Problem A: In the passage on SMB results below, what was the SMB gross profit margin in Q2 2009?
Problem B: List every dollar amount that appears in the passage on SMB results below.

— BEGIN Reading passage —

SMB gross profit decreased by $4.5 million, or 28%, to $11.6 million in Q2 2009 compared to $16.1 million in Q2 2008 resulting primarily from decreased SMB net sales discussed above and a competitive pricing environment. SMB gross profit margin increased by 120 basis points to 13.6% in Q2 2009 compared to 12.4% in Q2 2008 primarily due to an increase in vendor consideration as a percentage of net sales and a reduction in lower margin volume iPod sales to certain customers discussed above, partially offset by the competitive pricing environment discussed above.
SMB operating profit in Q2 2009 decreased by $1.8 million, or 24%, to $5.8 million compared to $7.6 million in Q2 2008. The decrease in SMB operating profit in Q2 2009 was primarily due to the decrease in SMB gross profit discussed above, partially offset by a $2.1 million decrease in SMB personnel costs and a reduction in bad debt expense.

— END Reading passage —
— BEGIN Given information —

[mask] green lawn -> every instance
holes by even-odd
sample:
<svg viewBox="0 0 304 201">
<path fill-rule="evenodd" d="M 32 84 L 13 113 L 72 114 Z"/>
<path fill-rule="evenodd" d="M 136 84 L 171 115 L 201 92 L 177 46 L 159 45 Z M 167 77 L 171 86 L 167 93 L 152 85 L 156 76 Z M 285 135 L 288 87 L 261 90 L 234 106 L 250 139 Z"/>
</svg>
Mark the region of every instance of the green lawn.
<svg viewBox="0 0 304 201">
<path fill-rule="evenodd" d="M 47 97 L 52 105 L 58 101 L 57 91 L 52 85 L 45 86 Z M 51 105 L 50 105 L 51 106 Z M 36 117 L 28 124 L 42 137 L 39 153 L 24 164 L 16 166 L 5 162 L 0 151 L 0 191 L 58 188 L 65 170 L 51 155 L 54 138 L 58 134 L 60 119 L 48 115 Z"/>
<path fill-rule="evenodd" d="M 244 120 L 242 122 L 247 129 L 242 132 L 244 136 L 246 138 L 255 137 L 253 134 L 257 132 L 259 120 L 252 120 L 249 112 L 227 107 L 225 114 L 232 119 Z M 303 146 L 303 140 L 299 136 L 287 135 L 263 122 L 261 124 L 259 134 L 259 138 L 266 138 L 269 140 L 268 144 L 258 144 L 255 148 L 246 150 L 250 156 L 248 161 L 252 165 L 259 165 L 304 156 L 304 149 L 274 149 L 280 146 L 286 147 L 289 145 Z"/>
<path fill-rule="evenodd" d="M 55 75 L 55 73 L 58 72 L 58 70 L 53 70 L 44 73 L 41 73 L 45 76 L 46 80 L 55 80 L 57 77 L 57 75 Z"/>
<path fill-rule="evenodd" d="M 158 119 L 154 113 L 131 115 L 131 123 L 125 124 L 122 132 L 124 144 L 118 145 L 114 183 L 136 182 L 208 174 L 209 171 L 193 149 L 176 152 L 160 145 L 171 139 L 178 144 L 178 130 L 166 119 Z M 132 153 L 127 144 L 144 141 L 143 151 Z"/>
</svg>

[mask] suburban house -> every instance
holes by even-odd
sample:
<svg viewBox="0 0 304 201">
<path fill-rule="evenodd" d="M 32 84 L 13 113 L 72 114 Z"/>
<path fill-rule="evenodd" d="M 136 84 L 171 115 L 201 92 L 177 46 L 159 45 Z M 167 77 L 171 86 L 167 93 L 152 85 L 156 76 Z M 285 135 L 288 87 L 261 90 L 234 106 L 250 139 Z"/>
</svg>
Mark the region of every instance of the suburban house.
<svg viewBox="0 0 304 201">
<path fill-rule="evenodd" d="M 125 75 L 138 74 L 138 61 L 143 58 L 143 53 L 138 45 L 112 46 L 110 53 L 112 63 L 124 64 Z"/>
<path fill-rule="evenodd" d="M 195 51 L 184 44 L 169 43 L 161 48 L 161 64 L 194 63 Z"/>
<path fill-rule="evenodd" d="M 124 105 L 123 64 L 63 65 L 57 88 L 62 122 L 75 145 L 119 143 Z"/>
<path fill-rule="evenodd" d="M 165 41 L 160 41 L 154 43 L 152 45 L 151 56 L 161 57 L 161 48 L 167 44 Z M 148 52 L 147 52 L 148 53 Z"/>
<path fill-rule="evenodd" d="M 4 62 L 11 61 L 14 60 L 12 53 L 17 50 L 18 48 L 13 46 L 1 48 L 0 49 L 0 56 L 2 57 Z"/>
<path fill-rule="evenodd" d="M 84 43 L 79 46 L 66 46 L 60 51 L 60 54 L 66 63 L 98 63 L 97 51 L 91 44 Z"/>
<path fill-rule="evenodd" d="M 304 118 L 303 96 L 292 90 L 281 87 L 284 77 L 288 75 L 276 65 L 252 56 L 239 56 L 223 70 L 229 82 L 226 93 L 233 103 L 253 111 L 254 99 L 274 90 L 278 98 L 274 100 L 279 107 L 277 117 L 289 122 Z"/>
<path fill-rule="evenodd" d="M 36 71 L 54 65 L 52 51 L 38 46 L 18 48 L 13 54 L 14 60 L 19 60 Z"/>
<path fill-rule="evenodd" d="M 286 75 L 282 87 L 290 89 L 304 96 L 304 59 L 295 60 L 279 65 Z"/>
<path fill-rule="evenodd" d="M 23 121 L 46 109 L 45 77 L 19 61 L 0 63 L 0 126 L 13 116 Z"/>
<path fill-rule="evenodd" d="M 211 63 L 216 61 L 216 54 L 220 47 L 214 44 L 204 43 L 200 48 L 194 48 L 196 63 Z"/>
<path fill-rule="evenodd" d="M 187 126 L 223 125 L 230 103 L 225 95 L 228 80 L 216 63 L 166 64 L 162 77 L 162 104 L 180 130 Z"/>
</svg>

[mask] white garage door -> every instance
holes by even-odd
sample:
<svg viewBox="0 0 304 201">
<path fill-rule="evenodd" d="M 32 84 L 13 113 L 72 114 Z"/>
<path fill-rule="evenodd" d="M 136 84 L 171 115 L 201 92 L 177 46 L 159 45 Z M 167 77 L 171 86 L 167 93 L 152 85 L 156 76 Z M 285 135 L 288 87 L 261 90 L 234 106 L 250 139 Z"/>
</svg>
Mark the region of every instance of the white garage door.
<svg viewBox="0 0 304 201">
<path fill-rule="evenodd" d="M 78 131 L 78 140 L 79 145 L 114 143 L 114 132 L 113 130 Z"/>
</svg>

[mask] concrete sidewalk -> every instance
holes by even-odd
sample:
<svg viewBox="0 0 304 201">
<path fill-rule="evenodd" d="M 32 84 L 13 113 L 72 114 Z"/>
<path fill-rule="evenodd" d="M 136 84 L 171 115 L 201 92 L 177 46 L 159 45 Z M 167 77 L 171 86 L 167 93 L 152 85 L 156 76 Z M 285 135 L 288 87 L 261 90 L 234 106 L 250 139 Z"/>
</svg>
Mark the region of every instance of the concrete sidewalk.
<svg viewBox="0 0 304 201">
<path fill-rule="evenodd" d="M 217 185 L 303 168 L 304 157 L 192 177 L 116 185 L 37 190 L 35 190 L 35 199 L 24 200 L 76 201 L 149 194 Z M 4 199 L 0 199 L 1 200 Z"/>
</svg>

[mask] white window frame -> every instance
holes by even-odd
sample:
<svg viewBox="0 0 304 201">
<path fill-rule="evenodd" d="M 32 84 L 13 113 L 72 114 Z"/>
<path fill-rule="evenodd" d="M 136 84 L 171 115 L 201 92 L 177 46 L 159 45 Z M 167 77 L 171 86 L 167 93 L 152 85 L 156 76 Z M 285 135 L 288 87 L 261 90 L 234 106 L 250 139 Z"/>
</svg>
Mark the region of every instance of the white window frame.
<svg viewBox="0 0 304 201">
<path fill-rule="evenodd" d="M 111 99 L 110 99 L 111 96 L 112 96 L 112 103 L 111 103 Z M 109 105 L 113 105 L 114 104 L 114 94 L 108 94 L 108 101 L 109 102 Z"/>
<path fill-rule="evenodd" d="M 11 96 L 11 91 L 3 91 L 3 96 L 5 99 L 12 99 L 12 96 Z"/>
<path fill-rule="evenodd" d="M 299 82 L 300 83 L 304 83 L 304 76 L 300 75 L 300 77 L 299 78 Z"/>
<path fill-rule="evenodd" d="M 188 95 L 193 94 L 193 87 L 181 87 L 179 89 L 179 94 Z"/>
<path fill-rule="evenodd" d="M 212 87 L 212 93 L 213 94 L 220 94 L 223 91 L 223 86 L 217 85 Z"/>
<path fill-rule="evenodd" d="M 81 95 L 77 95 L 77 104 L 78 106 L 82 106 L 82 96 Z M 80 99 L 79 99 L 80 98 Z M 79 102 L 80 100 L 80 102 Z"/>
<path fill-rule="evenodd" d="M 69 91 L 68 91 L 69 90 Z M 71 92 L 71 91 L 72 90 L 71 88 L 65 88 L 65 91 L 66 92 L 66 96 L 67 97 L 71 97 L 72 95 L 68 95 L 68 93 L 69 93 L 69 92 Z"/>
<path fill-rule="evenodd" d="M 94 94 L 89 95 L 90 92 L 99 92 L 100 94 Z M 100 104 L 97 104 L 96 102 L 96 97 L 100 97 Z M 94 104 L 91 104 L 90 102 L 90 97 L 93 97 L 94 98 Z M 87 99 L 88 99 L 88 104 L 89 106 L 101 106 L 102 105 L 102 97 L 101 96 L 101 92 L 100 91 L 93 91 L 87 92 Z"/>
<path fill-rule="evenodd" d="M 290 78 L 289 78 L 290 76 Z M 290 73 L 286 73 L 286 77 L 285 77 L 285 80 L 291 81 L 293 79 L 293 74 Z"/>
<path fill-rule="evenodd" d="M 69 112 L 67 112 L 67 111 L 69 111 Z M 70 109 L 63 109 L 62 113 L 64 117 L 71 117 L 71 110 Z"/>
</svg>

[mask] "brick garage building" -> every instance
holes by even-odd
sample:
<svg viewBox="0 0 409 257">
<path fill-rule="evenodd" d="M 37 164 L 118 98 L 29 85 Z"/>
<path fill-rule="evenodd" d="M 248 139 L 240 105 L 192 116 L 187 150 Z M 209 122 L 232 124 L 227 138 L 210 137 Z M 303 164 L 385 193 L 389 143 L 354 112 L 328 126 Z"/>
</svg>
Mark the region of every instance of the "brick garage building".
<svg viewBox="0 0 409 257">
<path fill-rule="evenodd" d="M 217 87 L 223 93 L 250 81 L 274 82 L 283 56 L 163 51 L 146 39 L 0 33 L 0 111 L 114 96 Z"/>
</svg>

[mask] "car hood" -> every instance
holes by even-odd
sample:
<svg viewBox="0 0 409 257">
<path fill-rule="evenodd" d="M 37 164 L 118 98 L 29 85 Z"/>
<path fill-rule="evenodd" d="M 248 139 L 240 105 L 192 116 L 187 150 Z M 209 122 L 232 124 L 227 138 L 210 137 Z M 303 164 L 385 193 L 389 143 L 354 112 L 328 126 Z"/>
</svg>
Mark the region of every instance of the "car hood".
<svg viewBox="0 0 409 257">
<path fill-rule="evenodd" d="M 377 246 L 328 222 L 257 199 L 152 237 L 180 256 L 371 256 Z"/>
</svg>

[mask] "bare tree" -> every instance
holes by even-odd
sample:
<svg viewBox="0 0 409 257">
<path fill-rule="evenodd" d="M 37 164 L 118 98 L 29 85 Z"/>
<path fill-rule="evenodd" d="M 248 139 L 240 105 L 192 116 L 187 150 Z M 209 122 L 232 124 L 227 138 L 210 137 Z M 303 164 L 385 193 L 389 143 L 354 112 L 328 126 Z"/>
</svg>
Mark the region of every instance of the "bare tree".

— END Given information —

Written response A: 13.6%

Written response B:
$4.5 million
$11.6 million
$16.1 million
$1.8 million
$5.8 million
$7.6 million
$2.1 million